**SOURCE PASSAGE**
Extended the comment. Also added detailed description of what loops are rewritten in the comment of peelAndCanonicalizeForLoop.

260

Added to the beginning of the function.

springerm updated this revision to Diff 365939.Aug 12 2021, 2:16 AM
springerm marked an inline comment as done.

address comments

nicolasvasilache requested changes to this revision.Aug 18 2021, 4:34 AM
nicolasvasilache added inline comments.
mlir/lib/Dialect/SCF/Transforms/LoopSpecialization.cpp
164

Bound -> Bind

168

assoicated - > associated

179

So I am looking at the implementation of alignAffineMapWithValues as it now also gets used from here and I find that it could be significantly improved IMO.

I would just make everything explicit and use:

/// Sparse replace method. Apply AffineExpr::replace(`map`) to each of the
/// results and return a new AffineMap with the new results and with inferred
/// number of dims and symbols.
AffineMap replace(const DenseMap<AffineExpr, AffineExpr> &map) const;

To get there, there would be a helper function that would take an operand and return the AffineExpr to which the operand is aligned in the constraint system.
If not there yet it would add it and return a new AffineSymbolExpr (I think from looking at your code).

Then you can easily for_each those into he DenseMap and call the replace func.
This should significantly improve composability.

Does this make sense ?

(Not for this revision but would be nice as a followup).

188

"replaced with the bound" -> "folded away" ?

226

dims -> operands ?

250

It seems quite convoluted to pass a lambda with implicit invariant that after "addDim in this function is called then the number of columns must match".

I would get rid of constraintsBuilder entirely and just lift l 239 - 252 into the caller.

261

Same comment as above, I think constructing an explicit DenseMap<AffineExpr, AffineExpr> based on Values and just using the appropriate sparse replacement function would be significantly more readable.

**DATASET EXTRACT**
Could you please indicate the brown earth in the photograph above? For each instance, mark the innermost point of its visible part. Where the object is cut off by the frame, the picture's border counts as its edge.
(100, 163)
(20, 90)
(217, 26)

**WHAT YOU WILL DO**
According to the code review above, what should be done with constraintsBuilder?

**FULL ANSWER**
Get rid of constraintsBuilder entirely and lift lines 239 to 252 into the caller.